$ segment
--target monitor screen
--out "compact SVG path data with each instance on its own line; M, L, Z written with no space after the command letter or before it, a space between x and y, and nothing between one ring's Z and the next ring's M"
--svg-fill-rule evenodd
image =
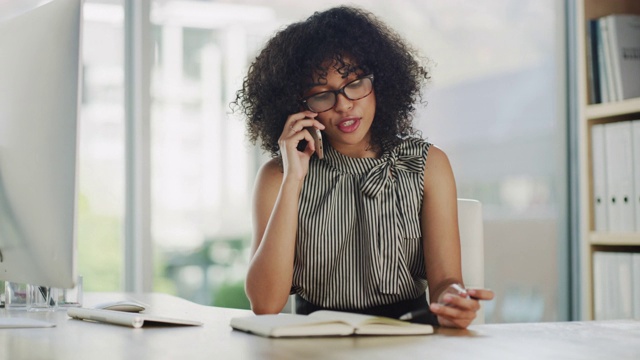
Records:
M74 283L81 9L0 1L0 280Z

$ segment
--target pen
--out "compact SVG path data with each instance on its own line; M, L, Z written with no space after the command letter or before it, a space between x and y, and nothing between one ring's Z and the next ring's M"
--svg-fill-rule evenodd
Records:
M417 317L423 316L423 315L427 315L429 314L429 310L428 309L418 309L415 311L409 311L408 313L400 316L398 319L400 320L411 320L411 319L415 319Z

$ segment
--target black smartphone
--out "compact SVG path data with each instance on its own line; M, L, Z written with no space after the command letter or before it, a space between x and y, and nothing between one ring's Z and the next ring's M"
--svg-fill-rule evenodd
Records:
M313 126L306 129L309 131L316 144L316 155L318 155L318 159L322 159L324 157L324 151L322 149L322 132L320 132L320 129Z

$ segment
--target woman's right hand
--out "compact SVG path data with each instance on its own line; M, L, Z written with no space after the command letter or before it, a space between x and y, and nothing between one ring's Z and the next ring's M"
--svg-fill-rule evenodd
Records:
M306 127L314 126L324 130L324 125L315 119L317 113L302 111L289 115L284 124L282 135L278 139L280 154L282 156L282 166L285 177L293 177L302 181L309 170L309 159L316 151L315 143ZM304 151L298 151L300 141L306 140L307 147Z

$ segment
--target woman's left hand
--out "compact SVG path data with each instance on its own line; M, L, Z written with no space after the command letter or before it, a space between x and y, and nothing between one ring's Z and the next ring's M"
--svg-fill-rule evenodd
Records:
M466 294L445 293L440 301L431 304L431 312L438 316L441 326L466 329L480 310L480 300L491 300L494 296L487 289L467 289Z

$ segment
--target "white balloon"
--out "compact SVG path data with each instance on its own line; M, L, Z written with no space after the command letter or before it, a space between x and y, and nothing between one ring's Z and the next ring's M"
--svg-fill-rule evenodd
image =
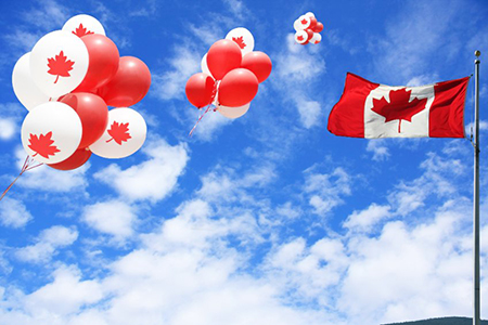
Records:
M74 35L81 37L87 34L101 34L105 35L105 29L102 24L94 17L89 15L77 15L70 17L63 26L62 30L73 32Z
M78 148L82 127L78 114L68 105L48 102L34 107L22 123L22 145L39 162L56 164Z
M244 27L237 27L229 31L226 39L233 40L241 48L242 56L254 50L254 37L249 30Z
M318 44L322 41L322 36L319 32L313 32L312 38L310 39L310 42L313 44Z
M145 141L147 127L144 118L132 108L108 112L108 123L103 135L90 145L90 151L104 158L124 158L136 153Z
M202 62L200 63L200 66L202 67L202 73L207 74L208 76L214 78L214 76L211 75L210 70L208 69L207 53L205 53L204 57L202 57Z
M12 73L12 87L18 101L27 110L49 102L50 98L36 86L30 77L30 52L22 55Z
M301 15L298 20L297 20L297 26L295 27L295 30L304 30L307 29L310 26L310 17L306 16L306 15ZM297 29L298 28L298 29Z
M304 28L301 27L301 23L298 20L295 21L295 23L293 23L293 28L295 28L295 31L299 31L299 30L304 30Z
M33 80L52 98L78 87L87 70L87 47L79 37L68 31L56 30L43 36L30 52Z
M245 104L240 107L227 107L227 106L218 106L217 112L223 115L227 118L237 118L243 116L249 109L251 103Z
M304 44L307 42L308 39L308 34L305 30L298 30L297 32L295 32L295 41L298 44Z

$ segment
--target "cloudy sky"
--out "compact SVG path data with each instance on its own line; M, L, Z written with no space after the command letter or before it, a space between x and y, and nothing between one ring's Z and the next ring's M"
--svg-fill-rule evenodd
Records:
M2 1L0 181L26 157L15 62L80 13L146 63L132 108L147 140L124 159L28 171L0 202L0 324L324 325L472 315L473 147L326 131L347 72L420 86L481 55L481 269L488 270L488 3ZM323 41L298 46L313 12ZM184 94L235 27L272 60L251 109L198 118ZM465 125L473 121L470 82ZM483 141L486 139L486 141ZM2 191L3 191L2 188ZM488 278L481 278L488 317Z

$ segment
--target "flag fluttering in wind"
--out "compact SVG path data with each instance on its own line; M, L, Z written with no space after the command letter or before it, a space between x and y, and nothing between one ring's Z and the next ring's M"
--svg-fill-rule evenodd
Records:
M348 73L331 110L331 133L351 138L464 138L468 77L420 87L391 87Z

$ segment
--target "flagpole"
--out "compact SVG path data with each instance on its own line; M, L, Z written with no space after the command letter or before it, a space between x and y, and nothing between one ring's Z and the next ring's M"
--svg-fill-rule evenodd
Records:
M474 237L474 314L473 325L481 325L480 320L480 292L479 292L479 56L481 52L475 52L475 161L474 161L474 199L473 199L473 237Z

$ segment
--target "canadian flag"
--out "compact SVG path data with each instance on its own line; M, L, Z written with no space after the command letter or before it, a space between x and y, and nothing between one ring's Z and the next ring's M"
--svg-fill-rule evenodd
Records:
M420 87L391 87L348 73L331 110L331 133L352 138L464 138L468 77Z

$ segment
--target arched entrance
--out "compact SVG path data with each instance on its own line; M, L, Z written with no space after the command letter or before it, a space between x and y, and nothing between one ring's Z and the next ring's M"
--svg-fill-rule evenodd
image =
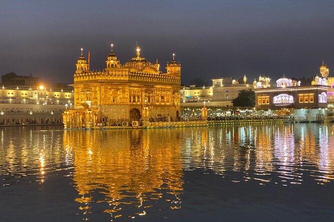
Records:
M137 109L133 109L130 111L130 121L138 120L141 118L140 111Z

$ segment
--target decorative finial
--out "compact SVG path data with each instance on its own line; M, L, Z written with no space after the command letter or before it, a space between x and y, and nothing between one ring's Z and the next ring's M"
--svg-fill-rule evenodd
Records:
M173 53L173 60L172 60L172 63L175 63L175 53Z
M137 42L137 47L136 47L136 51L137 51L136 53L137 54L137 57L139 57L140 55L140 47L139 45L138 45L138 41Z

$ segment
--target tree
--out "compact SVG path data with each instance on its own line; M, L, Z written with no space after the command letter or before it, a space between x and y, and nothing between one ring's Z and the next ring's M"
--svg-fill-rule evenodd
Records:
M243 90L239 92L238 97L232 100L234 107L254 107L255 93L252 90Z

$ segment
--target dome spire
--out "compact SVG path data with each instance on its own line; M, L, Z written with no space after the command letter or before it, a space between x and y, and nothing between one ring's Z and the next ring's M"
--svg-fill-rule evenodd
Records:
M171 63L176 63L175 61L175 53L173 53L173 59L172 60L172 62Z
M138 41L137 41L137 47L136 47L136 54L137 55L137 58L139 58L140 57L140 47L138 45Z

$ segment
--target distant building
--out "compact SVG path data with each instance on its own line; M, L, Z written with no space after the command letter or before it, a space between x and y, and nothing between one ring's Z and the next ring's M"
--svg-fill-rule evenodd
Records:
M281 109L299 119L327 116L329 87L325 78L319 79L315 78L312 86L301 86L300 81L283 75L276 81L276 87L254 89L255 107Z
M29 76L17 76L15 73L9 73L1 77L3 86L8 87L37 87L39 83L38 77Z
M61 123L74 104L73 92L61 89L0 87L0 125Z
M254 79L253 82L253 87L254 89L261 89L270 87L270 81L271 79L265 76L261 76L261 75L259 77L259 81L257 81Z
M204 104L208 107L232 107L232 101L238 97L239 92L253 87L247 84L246 75L237 80L221 77L214 78L212 81L212 86L190 85L189 87L182 87L181 107L202 107Z
M215 78L212 81L213 87L212 104L214 106L232 107L232 100L238 97L241 91L249 90L253 88L253 85L247 83L246 75L238 80L228 78Z

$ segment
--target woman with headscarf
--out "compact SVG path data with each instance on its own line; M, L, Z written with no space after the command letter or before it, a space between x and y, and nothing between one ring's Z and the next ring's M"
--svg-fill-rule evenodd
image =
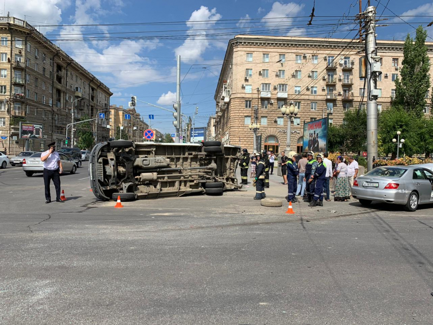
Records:
M347 202L350 196L349 179L347 177L347 166L344 163L344 158L341 156L337 157L334 177L335 177L336 181L334 200Z

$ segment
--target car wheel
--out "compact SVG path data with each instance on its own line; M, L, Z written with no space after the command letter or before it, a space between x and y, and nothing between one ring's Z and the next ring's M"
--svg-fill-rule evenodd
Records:
M130 148L133 145L132 141L127 140L115 140L110 143L110 148Z
M111 196L111 198L113 200L117 200L117 197L119 196L120 200L123 201L131 201L137 199L135 193L113 193Z
M359 203L362 204L363 205L367 206L371 204L371 200L364 200L364 199L359 199Z
M206 188L205 193L206 195L222 195L224 189L219 187L217 188Z
M416 192L411 192L408 199L408 203L404 206L404 209L410 212L415 211L418 208L418 194Z
M203 149L205 152L213 153L222 153L221 147L205 147Z
M207 182L205 187L207 188L222 188L224 184L222 182Z
M205 141L203 143L203 147L221 147L221 141Z

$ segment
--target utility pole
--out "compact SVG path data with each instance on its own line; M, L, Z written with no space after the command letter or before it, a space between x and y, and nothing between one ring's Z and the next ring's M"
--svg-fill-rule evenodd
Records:
M367 7L363 13L366 30L366 53L367 60L367 169L373 169L373 158L377 157L377 96L378 76L382 73L376 49L376 8Z

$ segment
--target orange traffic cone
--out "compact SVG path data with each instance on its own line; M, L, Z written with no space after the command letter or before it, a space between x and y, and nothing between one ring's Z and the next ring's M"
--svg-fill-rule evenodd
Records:
M294 211L292 207L292 201L289 202L289 207L286 211L286 213L288 214L294 214Z
M117 197L117 203L116 204L116 205L114 206L115 208L123 208L123 206L122 205L122 202L120 202L120 196Z

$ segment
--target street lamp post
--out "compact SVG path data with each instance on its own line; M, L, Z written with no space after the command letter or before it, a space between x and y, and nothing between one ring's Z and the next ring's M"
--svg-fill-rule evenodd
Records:
M283 105L281 107L281 114L283 114L283 116L287 115L289 118L288 121L287 121L287 137L285 149L285 151L287 154L291 151L291 149L290 149L290 135L291 130L290 129L291 127L292 117L293 116L296 116L297 115L299 110L297 107L293 105L293 102L291 100L289 107L287 107L285 105Z
M392 142L394 143L397 143L397 159L398 159L398 149L403 146L403 144L404 143L404 139L400 140L400 134L401 132L400 131L397 131L397 139L392 139Z

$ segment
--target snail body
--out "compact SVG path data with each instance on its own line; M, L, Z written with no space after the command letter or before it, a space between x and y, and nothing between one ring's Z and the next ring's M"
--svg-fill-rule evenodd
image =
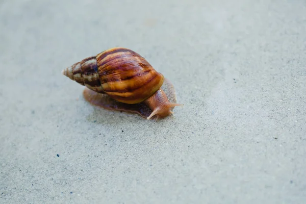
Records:
M180 105L170 102L161 88L166 80L163 75L139 54L125 48L112 48L85 58L62 73L87 87L83 92L87 100L108 109L131 112L129 105L134 105L135 109L135 105L144 104L151 111L146 117L149 119L166 117ZM112 106L118 103L121 109Z

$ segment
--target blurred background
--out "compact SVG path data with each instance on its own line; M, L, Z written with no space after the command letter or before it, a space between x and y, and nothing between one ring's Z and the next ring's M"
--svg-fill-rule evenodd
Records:
M0 1L0 202L302 203L304 1ZM63 69L115 46L175 87L158 122Z

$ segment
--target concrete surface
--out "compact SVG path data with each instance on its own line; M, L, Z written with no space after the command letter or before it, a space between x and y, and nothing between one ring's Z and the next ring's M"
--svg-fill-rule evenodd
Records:
M0 2L0 203L305 203L304 1L60 2ZM85 101L62 69L117 46L185 106Z

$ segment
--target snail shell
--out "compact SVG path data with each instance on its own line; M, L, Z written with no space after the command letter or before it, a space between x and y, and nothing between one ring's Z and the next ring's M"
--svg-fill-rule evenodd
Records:
M114 47L86 58L62 73L87 88L83 92L87 101L107 109L139 113L144 112L144 105L151 112L148 116L147 111L140 114L149 119L154 116L157 119L166 117L172 113L174 106L180 105L169 101L161 89L165 81L163 74L139 54L123 47ZM167 83L168 87L171 86L168 81ZM175 98L174 87L172 89L170 92L174 95L170 96ZM137 111L130 111L131 109Z

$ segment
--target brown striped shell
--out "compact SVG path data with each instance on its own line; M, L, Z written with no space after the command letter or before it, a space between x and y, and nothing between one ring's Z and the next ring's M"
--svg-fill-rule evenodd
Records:
M129 104L147 99L161 88L164 80L143 57L123 47L86 58L63 73L93 91Z
M142 56L115 47L75 63L62 73L85 86L85 99L109 110L136 113L147 119L173 113L175 90ZM165 90L165 91L164 91Z

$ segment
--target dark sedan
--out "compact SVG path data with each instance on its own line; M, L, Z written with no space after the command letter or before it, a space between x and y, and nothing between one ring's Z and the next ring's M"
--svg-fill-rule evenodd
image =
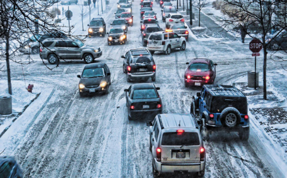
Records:
M185 73L185 86L202 86L204 84L213 84L216 76L215 66L211 60L193 59L187 62L188 67Z
M22 178L22 170L13 157L0 157L0 178Z
M107 65L98 63L85 66L79 82L79 91L81 96L89 93L108 93L111 85L111 73Z
M157 92L160 89L152 84L134 84L125 89L129 120L146 115L153 118L162 114L162 102Z

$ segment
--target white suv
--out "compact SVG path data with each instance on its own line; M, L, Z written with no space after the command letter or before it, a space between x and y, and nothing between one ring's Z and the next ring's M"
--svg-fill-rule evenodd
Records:
M169 28L171 24L182 23L184 25L185 19L180 13L170 13L165 19L165 28Z
M153 54L154 51L163 51L170 54L172 49L186 49L186 40L176 33L173 32L157 32L152 33L147 42L147 49Z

::::

▸ **What is required**: Pull out every line above that contains "shell", matching case exactly.

▸ **Solution to this task**:
--target snail shell
--target brown striped shell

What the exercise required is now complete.